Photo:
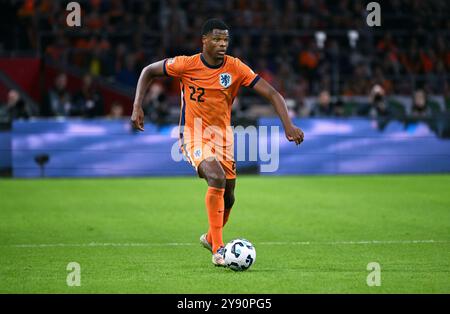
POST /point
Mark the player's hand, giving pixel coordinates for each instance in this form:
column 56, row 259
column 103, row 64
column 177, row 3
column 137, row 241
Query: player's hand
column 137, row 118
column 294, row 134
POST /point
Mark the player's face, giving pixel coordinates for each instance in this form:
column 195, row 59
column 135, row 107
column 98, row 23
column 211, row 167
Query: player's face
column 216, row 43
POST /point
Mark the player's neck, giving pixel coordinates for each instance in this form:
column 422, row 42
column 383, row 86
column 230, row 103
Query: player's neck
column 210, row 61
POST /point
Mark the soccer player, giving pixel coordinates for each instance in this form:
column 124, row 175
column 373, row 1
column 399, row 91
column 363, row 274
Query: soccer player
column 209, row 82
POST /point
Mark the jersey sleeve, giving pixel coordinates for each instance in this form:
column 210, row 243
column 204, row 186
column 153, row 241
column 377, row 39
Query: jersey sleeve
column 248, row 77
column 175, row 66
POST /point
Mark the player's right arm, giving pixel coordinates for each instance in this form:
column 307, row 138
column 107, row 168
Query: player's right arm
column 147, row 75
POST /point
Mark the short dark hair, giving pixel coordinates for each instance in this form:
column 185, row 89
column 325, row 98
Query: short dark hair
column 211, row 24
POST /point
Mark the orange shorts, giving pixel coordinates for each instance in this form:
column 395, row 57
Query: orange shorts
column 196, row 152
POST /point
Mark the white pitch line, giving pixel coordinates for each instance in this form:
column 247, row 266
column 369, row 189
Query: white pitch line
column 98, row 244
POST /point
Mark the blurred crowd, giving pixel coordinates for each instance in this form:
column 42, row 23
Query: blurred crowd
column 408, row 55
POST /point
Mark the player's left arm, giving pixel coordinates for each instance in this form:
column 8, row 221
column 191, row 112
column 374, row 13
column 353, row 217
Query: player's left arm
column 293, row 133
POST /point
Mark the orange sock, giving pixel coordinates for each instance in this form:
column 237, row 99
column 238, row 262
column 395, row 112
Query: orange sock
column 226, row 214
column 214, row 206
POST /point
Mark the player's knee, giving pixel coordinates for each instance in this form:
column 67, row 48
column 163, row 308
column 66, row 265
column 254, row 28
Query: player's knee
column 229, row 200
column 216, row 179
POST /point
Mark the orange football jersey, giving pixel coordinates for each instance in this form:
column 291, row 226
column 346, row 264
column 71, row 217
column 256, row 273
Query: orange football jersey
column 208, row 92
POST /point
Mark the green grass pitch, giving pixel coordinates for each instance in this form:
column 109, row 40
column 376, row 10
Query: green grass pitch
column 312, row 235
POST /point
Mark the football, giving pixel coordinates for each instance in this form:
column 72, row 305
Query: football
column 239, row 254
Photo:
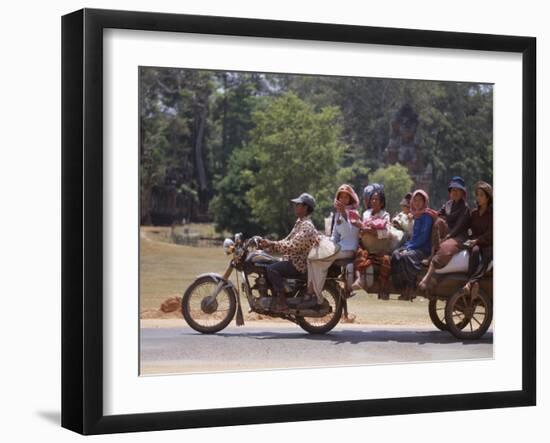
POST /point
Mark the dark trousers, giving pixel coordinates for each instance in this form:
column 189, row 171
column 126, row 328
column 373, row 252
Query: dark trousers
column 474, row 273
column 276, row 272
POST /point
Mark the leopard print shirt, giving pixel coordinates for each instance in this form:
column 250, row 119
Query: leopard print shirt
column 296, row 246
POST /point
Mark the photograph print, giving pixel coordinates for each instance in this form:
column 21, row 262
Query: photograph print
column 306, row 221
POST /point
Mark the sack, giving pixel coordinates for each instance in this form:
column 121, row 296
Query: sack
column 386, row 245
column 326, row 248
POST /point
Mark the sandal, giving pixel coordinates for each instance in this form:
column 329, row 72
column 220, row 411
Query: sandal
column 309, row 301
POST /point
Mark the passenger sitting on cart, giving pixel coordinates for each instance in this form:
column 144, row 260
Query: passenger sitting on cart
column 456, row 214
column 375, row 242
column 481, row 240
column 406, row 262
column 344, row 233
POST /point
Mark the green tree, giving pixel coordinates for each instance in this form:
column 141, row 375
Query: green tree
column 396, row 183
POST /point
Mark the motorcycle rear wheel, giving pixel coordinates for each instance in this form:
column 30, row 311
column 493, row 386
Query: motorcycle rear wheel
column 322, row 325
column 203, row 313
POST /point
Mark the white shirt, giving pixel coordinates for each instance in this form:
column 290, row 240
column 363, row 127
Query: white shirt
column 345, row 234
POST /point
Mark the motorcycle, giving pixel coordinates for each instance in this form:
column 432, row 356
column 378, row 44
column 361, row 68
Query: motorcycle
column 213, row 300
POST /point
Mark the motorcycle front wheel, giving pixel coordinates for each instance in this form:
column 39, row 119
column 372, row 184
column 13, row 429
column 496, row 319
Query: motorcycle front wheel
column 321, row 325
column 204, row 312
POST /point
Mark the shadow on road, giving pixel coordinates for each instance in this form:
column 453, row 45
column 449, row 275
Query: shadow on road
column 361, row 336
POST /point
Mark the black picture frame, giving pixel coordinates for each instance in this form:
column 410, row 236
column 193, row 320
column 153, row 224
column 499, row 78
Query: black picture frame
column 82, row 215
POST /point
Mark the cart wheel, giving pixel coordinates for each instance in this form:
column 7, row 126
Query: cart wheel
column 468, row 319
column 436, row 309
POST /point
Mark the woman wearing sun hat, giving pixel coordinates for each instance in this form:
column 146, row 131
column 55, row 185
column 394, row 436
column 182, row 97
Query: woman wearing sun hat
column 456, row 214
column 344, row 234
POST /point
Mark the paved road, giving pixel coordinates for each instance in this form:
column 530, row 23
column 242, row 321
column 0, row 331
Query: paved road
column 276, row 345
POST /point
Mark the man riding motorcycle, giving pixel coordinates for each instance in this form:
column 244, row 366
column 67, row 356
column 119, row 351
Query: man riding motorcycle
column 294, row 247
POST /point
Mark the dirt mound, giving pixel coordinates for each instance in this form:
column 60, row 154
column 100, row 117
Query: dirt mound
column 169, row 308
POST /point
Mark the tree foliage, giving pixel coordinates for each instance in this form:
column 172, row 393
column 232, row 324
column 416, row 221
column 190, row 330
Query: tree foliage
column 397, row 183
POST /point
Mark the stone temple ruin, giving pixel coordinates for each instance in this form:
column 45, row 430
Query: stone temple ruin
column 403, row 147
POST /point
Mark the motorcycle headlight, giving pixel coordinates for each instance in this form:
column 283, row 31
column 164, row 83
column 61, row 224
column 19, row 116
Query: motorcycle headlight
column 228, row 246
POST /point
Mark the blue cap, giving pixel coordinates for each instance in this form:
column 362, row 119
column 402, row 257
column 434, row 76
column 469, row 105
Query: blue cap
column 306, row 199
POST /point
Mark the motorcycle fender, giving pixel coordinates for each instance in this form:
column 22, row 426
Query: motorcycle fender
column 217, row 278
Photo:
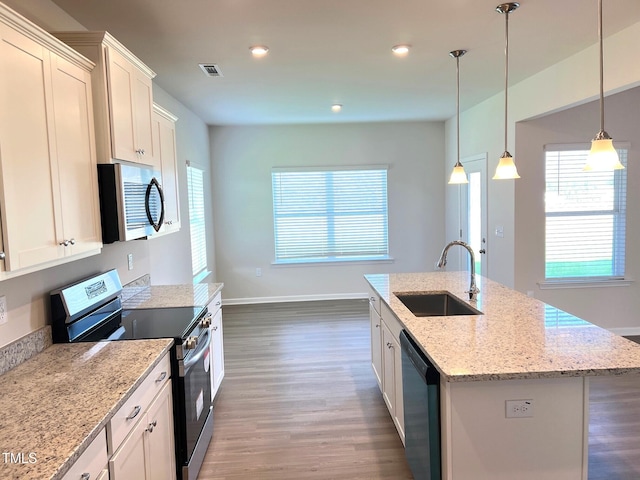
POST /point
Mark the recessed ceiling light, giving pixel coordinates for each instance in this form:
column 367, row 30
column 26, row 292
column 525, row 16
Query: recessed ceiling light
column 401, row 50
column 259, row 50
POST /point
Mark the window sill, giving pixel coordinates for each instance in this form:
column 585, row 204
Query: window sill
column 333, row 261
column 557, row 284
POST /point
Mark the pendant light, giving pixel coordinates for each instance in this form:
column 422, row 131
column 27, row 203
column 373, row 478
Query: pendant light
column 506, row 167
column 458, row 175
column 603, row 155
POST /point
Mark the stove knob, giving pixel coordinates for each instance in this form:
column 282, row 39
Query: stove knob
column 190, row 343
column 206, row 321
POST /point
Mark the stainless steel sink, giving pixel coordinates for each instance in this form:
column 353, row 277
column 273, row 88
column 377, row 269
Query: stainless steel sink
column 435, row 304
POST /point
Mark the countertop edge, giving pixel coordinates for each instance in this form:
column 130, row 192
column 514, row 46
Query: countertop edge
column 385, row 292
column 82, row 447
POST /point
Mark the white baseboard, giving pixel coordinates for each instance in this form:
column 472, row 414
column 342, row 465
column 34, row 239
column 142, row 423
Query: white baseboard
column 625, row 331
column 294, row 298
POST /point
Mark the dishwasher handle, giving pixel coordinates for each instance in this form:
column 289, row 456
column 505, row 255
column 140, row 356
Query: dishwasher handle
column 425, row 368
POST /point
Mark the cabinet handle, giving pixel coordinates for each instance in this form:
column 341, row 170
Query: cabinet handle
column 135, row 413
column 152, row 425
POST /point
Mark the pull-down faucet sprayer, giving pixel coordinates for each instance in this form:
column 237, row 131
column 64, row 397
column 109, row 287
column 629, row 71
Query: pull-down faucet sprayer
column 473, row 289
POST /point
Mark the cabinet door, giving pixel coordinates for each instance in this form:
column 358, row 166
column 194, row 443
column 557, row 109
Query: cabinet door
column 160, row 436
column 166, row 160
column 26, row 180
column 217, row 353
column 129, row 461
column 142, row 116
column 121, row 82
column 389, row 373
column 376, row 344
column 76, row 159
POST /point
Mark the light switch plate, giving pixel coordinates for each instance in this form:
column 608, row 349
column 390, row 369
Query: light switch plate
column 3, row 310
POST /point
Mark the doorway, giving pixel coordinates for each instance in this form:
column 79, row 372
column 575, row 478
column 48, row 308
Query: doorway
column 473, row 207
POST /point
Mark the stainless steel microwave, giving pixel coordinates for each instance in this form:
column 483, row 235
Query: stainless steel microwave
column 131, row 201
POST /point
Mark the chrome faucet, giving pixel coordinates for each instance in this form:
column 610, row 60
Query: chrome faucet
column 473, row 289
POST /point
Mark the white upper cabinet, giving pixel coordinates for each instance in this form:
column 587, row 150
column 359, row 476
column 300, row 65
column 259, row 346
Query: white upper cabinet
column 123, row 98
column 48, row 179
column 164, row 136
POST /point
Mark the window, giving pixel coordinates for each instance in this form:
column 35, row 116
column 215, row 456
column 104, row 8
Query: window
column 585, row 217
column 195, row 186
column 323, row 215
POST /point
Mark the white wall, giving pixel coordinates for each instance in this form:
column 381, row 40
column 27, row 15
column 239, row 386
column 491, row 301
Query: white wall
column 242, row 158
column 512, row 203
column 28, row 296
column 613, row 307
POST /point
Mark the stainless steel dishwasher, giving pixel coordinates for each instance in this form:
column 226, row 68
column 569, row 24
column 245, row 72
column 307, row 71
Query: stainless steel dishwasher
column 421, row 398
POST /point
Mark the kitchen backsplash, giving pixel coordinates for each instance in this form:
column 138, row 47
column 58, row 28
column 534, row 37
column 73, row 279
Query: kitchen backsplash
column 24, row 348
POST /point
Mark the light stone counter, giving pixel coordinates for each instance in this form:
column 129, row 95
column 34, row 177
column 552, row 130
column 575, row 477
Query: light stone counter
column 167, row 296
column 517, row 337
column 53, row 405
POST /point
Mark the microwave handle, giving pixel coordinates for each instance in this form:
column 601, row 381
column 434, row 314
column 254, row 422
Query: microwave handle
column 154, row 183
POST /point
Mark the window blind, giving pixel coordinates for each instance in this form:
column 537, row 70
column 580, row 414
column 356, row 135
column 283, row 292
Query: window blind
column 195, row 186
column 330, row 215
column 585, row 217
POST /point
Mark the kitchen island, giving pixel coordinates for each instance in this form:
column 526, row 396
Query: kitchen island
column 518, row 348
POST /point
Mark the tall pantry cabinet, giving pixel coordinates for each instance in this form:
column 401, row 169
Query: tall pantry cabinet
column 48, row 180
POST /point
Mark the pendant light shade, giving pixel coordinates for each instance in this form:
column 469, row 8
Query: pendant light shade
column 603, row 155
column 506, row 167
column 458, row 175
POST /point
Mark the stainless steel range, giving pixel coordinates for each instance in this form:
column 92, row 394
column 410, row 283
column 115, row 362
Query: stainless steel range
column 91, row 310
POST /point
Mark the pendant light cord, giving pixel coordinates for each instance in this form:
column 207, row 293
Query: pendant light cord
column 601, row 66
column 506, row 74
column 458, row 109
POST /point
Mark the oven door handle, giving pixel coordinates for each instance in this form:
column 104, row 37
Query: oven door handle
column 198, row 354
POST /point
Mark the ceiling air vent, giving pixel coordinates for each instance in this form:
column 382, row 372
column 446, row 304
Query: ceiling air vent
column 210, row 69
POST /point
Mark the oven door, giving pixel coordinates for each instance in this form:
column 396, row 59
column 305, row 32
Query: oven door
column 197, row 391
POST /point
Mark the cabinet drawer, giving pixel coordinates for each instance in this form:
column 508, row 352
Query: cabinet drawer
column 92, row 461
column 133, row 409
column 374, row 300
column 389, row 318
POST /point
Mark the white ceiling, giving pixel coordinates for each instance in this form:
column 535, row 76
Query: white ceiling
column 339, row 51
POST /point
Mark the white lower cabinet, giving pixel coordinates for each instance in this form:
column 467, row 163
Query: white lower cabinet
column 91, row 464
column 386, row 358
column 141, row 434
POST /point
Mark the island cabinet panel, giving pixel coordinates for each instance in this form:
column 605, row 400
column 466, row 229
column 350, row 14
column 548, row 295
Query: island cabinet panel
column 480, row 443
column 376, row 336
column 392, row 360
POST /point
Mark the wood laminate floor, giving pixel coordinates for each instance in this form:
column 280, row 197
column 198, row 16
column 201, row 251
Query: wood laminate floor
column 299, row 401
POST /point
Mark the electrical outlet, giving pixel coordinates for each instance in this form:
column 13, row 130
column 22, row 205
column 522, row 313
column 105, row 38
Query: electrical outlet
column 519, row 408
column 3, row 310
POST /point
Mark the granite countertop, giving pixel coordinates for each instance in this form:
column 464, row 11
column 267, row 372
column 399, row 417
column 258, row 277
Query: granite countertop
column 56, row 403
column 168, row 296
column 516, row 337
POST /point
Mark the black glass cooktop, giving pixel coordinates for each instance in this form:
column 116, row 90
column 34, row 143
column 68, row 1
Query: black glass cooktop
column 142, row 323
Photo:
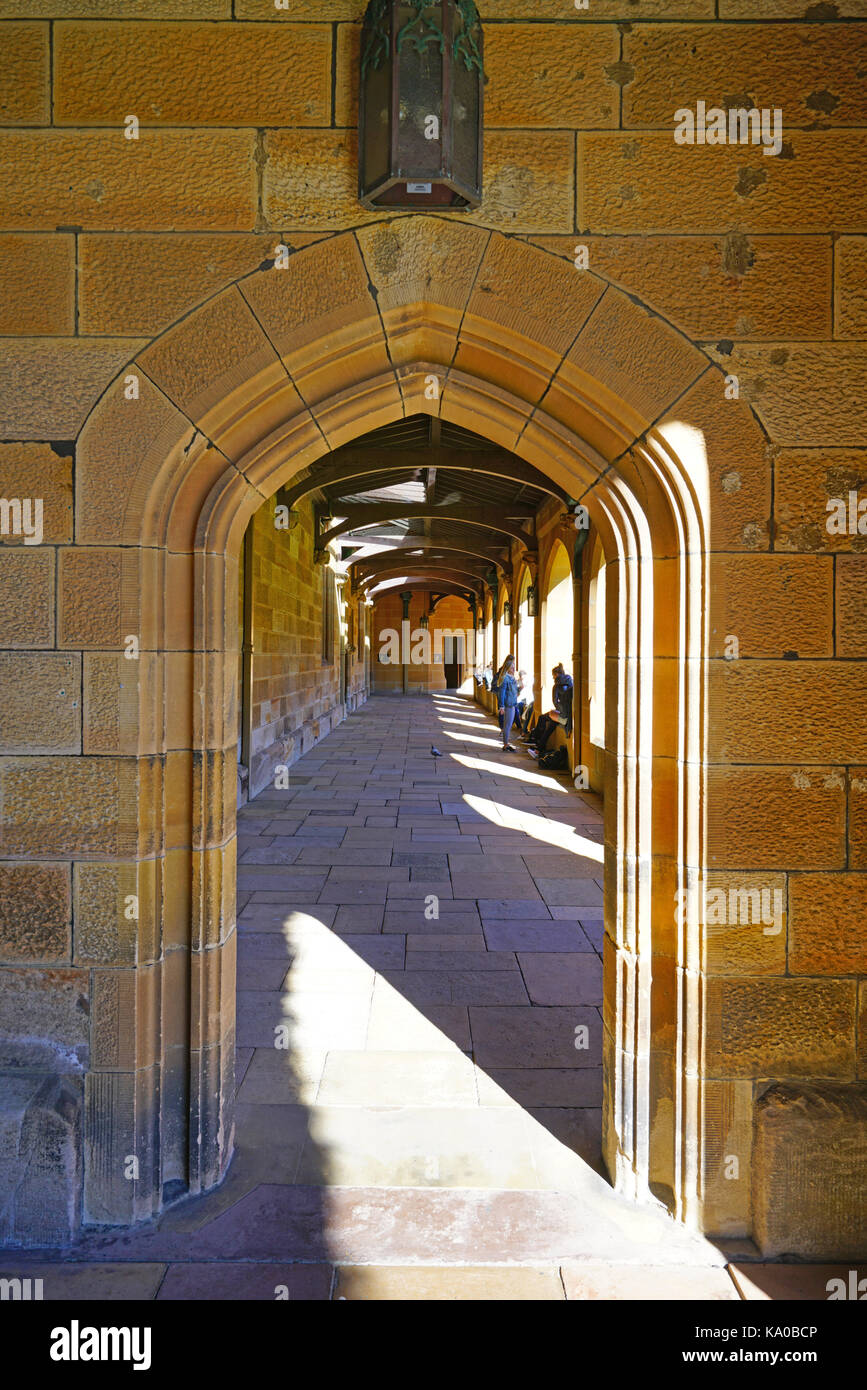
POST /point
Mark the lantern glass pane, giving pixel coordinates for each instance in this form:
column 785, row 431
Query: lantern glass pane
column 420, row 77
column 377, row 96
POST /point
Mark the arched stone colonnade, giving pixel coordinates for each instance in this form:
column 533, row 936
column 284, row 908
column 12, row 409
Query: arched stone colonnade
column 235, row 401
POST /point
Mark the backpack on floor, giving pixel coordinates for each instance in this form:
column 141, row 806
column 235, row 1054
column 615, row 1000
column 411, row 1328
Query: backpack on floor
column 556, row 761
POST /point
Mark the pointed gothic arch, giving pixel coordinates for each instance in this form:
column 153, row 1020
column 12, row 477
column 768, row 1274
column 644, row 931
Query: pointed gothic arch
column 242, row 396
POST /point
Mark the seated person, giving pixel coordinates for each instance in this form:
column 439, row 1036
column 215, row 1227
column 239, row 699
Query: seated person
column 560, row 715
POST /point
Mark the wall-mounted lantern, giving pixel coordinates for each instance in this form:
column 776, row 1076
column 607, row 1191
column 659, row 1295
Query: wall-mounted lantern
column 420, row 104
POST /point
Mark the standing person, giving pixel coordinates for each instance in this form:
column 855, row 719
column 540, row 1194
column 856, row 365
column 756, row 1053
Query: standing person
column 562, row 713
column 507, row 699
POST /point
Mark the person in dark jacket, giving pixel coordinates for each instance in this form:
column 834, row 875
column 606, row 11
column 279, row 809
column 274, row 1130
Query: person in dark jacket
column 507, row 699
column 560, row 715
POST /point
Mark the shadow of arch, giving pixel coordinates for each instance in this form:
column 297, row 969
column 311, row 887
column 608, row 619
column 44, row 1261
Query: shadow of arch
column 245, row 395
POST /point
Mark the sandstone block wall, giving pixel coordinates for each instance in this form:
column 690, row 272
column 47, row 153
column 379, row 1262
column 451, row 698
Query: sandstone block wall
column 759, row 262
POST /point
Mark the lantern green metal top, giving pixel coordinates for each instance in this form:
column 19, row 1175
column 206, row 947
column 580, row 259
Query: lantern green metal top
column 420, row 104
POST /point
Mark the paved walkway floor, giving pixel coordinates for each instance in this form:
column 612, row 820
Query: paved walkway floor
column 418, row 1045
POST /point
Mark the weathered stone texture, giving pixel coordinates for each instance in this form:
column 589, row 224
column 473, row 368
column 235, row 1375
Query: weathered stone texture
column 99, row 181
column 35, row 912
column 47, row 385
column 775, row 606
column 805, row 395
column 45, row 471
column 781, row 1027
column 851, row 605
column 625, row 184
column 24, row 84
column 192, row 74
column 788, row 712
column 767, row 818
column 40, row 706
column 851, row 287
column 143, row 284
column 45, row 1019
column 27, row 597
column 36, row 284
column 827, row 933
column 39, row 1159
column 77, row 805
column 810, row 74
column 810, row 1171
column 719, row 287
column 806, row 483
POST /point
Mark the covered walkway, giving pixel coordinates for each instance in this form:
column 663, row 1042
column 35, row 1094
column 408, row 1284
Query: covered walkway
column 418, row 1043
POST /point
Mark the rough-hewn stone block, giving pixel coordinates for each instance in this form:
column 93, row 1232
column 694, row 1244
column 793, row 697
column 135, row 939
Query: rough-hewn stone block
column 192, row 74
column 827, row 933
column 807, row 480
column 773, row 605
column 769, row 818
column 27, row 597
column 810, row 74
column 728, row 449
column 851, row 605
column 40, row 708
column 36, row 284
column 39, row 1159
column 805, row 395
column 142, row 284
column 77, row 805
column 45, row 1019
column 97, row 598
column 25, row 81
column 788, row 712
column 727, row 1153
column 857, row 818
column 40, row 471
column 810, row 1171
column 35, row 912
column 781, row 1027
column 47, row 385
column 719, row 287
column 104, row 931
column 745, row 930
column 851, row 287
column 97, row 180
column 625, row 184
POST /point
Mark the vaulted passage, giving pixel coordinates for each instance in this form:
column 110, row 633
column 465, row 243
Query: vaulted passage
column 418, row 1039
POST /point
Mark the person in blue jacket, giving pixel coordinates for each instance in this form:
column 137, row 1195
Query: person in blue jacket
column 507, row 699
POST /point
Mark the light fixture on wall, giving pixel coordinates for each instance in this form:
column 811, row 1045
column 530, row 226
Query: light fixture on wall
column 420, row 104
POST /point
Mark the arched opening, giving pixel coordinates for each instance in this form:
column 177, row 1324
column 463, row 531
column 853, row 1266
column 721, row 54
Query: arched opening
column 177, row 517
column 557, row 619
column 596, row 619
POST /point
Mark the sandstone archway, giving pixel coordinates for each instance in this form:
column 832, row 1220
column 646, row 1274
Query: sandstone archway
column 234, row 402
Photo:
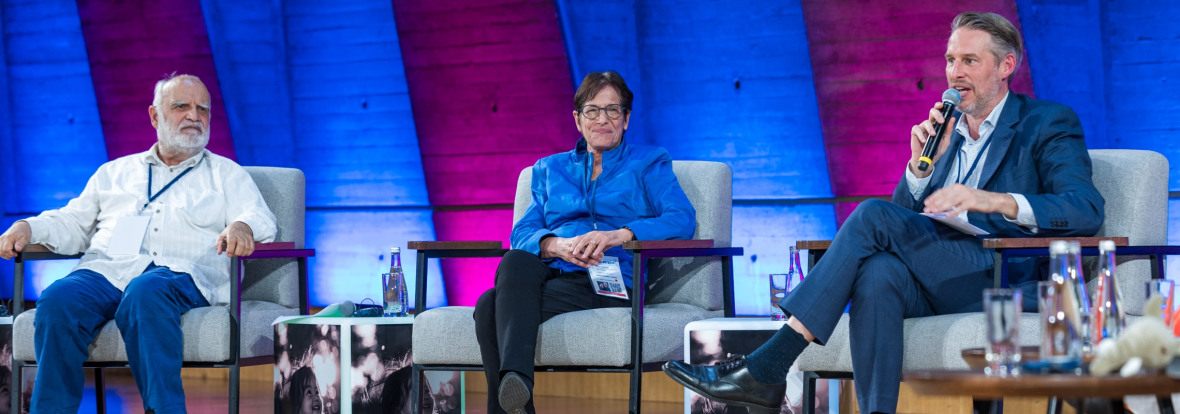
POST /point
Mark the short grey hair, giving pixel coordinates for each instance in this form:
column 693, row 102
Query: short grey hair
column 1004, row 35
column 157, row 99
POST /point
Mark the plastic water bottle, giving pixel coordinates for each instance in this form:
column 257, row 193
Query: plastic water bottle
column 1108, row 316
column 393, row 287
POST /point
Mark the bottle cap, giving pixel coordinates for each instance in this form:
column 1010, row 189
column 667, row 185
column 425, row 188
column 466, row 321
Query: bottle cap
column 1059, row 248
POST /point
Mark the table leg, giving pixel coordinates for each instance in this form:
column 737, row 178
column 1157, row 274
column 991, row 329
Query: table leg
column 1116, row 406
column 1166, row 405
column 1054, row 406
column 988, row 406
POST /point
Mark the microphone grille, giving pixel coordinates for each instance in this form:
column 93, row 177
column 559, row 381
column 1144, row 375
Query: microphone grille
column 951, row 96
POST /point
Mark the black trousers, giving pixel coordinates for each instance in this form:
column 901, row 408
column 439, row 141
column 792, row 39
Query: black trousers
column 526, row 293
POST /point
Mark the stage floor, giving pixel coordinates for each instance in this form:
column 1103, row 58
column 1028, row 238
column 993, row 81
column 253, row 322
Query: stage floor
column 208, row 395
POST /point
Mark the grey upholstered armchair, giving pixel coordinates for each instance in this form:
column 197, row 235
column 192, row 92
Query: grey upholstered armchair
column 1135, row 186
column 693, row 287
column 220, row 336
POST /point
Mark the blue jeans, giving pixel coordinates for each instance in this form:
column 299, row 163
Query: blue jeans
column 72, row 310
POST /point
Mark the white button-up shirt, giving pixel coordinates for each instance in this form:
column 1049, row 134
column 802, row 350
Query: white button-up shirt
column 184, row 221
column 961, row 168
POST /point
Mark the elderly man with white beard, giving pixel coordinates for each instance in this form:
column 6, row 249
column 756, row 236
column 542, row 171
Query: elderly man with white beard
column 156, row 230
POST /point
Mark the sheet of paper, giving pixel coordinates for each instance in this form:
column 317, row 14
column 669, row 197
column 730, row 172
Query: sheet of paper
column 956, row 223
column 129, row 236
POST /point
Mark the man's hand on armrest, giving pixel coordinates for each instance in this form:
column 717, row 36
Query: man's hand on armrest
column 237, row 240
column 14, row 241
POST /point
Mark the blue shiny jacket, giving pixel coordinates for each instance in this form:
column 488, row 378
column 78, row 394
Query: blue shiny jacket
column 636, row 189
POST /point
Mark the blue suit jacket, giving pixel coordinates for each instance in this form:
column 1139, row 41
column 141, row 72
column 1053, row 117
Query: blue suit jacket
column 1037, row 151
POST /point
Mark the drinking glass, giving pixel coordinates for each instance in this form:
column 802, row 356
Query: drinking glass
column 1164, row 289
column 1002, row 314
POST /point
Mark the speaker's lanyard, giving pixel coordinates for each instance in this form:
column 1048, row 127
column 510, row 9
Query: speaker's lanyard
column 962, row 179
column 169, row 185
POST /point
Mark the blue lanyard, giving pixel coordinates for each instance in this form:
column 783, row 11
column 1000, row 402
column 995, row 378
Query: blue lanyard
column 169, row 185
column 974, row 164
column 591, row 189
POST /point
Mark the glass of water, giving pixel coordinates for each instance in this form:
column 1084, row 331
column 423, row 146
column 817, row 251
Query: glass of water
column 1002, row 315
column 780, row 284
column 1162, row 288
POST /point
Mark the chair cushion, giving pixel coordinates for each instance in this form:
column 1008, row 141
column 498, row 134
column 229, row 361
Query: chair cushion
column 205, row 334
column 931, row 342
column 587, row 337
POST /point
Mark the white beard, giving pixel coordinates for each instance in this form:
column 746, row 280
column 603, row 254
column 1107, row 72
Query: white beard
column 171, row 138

Exercise requirements: Lay out the lines above as a numbered list, from the first one down to the line containing "column 175, row 66", with both ends included and blank lines skipped. Leave the pictures out of your answer.

Reply:
1. Photo:
2. POST /point
3. Mark the player's hand, giving pixel coordinates for each instance in this form:
4. column 56, row 259
5. column 103, row 64
6. column 177, row 3
7. column 137, row 241
8. Query: player's hand
9. column 137, row 118
10. column 294, row 134
11. POST /point
12. Mark the player's face, giving pixel coordinates for each instance in this form:
13. column 195, row 59
14. column 135, row 107
15. column 98, row 23
16. column 211, row 167
17. Query: player's face
18. column 216, row 43
19. POST /point
20. Mark the player's neck, giving pixel coordinates for each instance in this form:
21. column 422, row 42
22. column 383, row 86
23. column 230, row 103
24. Query: player's neck
25. column 210, row 61
26. POST /point
27. Mark the soccer player, giving pixel coordinates for each instance in this form:
28. column 124, row 175
29. column 373, row 1
30. column 399, row 91
31. column 363, row 274
32. Query: soccer player
33. column 209, row 82
34. POST /point
35. Mark the jersey sleeve, giving pixel coordinates for each instance in this form:
36. column 210, row 243
37. column 204, row 186
38. column 153, row 241
39. column 377, row 39
40. Query: jersey sleeve
41. column 248, row 77
42. column 175, row 66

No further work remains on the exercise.